* Task instructions
Can you arrange every line of the entries below as a JSON list of strings, with one string per line and blank lines left out?

* Exercise material
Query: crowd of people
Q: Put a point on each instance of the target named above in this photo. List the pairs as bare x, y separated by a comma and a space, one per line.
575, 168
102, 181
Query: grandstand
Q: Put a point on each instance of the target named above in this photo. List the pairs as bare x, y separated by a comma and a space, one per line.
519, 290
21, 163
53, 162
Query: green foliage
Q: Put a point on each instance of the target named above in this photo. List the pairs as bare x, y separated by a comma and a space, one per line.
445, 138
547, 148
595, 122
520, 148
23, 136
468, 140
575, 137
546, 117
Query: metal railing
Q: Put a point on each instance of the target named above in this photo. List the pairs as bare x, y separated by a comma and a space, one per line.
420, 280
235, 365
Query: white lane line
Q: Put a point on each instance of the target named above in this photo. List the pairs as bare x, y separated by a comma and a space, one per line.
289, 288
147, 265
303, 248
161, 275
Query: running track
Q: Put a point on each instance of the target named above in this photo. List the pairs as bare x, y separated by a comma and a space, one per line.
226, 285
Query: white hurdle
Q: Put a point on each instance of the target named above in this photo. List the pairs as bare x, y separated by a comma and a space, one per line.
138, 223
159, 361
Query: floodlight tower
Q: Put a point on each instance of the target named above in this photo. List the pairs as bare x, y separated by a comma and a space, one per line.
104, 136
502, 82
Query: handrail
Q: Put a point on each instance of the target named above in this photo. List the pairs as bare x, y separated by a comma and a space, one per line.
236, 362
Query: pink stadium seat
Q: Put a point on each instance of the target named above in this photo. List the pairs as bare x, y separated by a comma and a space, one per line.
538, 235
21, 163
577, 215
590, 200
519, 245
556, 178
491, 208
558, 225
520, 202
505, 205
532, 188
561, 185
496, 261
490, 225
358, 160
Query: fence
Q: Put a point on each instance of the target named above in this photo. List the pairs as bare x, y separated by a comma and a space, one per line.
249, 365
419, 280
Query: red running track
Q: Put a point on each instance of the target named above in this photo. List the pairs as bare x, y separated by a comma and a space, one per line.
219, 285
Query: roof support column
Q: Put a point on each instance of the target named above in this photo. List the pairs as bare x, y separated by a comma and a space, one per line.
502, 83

* Task output
[
  "Query: crowd of people",
  "Q: Put a point on each instance of the target named above in this photo. List the pairs as bare x, y separated by a comma and a space, one per line.",
  "575, 168",
  "102, 181",
  "Query: grandstand",
  "Q: Put a point on each instance of the target named above in this photo. List the pairs as bare x, y separated by a comma and a space, one per line.",
  "519, 290",
  "21, 163",
  "53, 162",
  "Query: green foliage",
  "Q: Put a point on each instance of the target named above in this photo. List the pairs as bare x, y separated by a comma and a space, one per line.",
  "445, 138",
  "547, 148",
  "595, 122",
  "520, 148",
  "23, 136",
  "468, 140",
  "575, 137",
  "546, 117",
  "Query: metal railing",
  "Q: Put a point on each instance of the target named above in this photo. List the pairs as bare x, y separated by a comma and a space, one per line.",
  "420, 280",
  "235, 365",
  "Query: white lane line",
  "Q: Put a point on each instance of the target named above in this photo. List the pairs as bare x, y separated by a comma and a space, one per line.",
  "289, 288",
  "147, 265",
  "303, 248",
  "161, 275",
  "Query: running track",
  "Q: Put a point on each instance of the target named above in this photo. List the pairs as bare x, y separated by a comma and a space, one per line.",
  "226, 285",
  "Query: white hurdle",
  "Q: Put a point on each instance of the target named above in this photo. List the pairs as bare x, y separated by a comma and a space, one per line.",
  "138, 223",
  "159, 361",
  "Query: floodlight tower",
  "Q: Put a point on each instance of the target named above in this photo. List the pairs as bare x, y separated by a comma and a space, one per line.",
  "104, 136",
  "502, 82",
  "Query: handrail",
  "Q: Put a point on each instance of the target named above in this photo. List the pairs as bare x, y separated by a comma and a space, one per line.",
  "236, 362",
  "Query: pink stadium seat",
  "Q: Put a point on each instance of the target named above in this photo. List the pairs as bare x, y separated by a comma and a space, one per line.",
  "538, 235",
  "21, 163",
  "577, 215",
  "590, 200",
  "519, 245",
  "556, 178",
  "491, 208",
  "558, 225",
  "520, 202",
  "505, 205",
  "532, 188",
  "561, 185",
  "496, 261",
  "490, 225",
  "358, 160",
  "Query: fence",
  "Q: Put a point on each instance of the target named above in this photo. List the pairs as bare x, y separated by a comma and a space, one per line.",
  "249, 365",
  "419, 280",
  "Query: red running track",
  "Q: Put a point on each instance of the target named above in this photo. List the pairs as bare x, y separated by a comma and a space, one per line.",
  "219, 285",
  "Query: roof support column",
  "Q: Put a point on each instance of the target named above in this photo. List the pairs as bare x, y separated by a comma and a space, one per line.",
  "502, 83"
]